_What is needed_.
Using the data below, return every line that holds the word "straw".

(Free-text object descriptions)
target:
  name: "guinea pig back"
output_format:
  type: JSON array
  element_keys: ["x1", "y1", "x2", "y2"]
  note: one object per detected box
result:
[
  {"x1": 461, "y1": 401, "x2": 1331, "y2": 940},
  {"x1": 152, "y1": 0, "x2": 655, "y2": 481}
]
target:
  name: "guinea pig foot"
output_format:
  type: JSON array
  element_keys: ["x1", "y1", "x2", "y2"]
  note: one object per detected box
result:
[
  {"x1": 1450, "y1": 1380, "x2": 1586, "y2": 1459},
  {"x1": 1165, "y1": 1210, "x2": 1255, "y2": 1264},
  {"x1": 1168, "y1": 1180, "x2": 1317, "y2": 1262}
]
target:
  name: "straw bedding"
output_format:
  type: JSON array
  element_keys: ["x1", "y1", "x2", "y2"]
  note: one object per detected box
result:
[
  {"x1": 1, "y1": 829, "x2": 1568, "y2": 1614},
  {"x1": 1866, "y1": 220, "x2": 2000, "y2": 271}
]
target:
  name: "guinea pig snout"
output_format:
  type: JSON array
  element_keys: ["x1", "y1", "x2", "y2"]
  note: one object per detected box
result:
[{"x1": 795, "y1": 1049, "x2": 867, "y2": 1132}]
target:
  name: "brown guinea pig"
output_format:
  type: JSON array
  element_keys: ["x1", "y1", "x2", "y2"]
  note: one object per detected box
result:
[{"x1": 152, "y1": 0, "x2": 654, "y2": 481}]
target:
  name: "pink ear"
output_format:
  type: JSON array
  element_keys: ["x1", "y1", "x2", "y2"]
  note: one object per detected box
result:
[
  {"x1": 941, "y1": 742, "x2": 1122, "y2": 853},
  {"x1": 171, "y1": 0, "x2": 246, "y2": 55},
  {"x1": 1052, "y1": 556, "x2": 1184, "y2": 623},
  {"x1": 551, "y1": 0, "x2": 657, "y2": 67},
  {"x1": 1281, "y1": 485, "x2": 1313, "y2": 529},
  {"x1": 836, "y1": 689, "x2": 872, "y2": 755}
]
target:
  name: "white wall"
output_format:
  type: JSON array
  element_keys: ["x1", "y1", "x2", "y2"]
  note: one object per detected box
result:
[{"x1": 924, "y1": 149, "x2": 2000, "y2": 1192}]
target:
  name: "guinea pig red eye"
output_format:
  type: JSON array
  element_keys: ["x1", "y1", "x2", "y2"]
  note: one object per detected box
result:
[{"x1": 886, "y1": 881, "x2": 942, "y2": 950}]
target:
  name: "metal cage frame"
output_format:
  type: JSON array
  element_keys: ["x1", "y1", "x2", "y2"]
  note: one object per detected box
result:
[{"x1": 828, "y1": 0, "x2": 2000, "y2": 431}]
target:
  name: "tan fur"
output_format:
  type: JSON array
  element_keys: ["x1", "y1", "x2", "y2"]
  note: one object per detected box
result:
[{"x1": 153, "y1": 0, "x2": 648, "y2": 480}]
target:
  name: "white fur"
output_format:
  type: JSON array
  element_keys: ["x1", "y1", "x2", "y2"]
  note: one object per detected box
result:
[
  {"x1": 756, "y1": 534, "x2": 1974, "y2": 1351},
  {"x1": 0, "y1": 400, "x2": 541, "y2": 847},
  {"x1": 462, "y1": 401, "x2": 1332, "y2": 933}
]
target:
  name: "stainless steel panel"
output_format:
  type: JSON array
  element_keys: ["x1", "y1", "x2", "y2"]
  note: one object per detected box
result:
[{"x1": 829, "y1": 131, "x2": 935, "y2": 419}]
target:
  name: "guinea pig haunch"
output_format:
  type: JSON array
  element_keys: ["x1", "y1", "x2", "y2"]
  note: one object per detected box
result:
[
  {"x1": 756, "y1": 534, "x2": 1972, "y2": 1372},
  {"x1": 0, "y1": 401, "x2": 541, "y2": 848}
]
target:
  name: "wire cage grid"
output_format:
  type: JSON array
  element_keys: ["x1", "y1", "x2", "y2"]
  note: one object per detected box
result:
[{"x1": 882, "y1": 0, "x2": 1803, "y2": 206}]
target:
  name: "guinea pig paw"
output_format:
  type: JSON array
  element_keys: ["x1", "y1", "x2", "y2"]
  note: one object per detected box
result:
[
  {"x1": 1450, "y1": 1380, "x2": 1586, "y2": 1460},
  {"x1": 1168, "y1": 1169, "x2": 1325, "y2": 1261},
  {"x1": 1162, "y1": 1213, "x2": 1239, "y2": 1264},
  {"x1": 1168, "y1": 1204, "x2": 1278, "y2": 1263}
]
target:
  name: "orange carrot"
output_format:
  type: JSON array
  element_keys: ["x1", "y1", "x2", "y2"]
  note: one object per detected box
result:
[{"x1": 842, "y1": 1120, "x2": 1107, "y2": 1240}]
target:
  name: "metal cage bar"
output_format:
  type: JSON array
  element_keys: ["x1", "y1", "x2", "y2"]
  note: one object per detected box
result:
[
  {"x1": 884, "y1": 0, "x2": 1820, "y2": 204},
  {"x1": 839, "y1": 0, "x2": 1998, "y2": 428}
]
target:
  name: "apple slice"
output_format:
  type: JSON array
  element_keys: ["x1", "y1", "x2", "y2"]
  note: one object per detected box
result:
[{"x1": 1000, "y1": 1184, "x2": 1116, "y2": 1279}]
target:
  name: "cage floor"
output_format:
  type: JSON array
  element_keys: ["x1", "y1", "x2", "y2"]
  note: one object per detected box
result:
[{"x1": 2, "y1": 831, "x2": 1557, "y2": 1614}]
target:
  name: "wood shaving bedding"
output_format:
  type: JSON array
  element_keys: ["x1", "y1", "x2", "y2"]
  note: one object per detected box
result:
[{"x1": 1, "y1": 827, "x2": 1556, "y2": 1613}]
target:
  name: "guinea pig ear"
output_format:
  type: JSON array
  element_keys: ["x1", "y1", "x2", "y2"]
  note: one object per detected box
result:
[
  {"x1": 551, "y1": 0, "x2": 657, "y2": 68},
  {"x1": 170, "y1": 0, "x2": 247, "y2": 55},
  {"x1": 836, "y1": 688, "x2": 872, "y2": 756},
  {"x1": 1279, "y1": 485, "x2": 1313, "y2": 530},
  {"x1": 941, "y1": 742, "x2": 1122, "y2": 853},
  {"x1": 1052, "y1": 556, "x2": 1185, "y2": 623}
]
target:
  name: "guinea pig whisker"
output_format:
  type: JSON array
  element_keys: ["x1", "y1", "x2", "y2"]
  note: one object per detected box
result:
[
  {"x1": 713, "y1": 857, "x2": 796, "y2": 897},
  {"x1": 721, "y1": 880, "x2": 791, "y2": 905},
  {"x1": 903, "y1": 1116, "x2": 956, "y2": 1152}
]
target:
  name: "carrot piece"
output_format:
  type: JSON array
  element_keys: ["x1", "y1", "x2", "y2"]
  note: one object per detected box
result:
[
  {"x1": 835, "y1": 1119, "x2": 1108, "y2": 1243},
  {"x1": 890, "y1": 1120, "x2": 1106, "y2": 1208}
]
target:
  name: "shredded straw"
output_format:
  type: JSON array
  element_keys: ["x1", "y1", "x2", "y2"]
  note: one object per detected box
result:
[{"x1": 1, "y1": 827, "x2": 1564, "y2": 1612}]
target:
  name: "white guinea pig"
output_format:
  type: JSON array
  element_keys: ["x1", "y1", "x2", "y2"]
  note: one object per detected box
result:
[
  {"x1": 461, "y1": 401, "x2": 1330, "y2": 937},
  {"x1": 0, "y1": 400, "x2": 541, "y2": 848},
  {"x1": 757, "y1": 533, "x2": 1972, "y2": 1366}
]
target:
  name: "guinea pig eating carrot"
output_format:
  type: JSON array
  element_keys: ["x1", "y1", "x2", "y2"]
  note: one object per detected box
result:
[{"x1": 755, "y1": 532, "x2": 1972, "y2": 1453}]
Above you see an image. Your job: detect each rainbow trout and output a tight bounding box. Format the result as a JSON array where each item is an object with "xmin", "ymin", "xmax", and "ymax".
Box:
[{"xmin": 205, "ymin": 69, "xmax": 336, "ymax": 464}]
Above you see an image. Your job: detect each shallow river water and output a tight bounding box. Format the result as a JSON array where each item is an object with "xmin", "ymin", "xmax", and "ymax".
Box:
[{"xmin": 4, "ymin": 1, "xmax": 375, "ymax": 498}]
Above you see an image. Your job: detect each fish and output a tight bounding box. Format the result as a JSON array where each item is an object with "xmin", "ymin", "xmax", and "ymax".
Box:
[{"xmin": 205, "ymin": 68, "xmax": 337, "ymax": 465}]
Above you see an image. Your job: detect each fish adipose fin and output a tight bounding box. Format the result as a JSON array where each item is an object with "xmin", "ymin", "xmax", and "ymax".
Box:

_Exercise response_.
  name: "straw bedding"
  name: "shredded straw"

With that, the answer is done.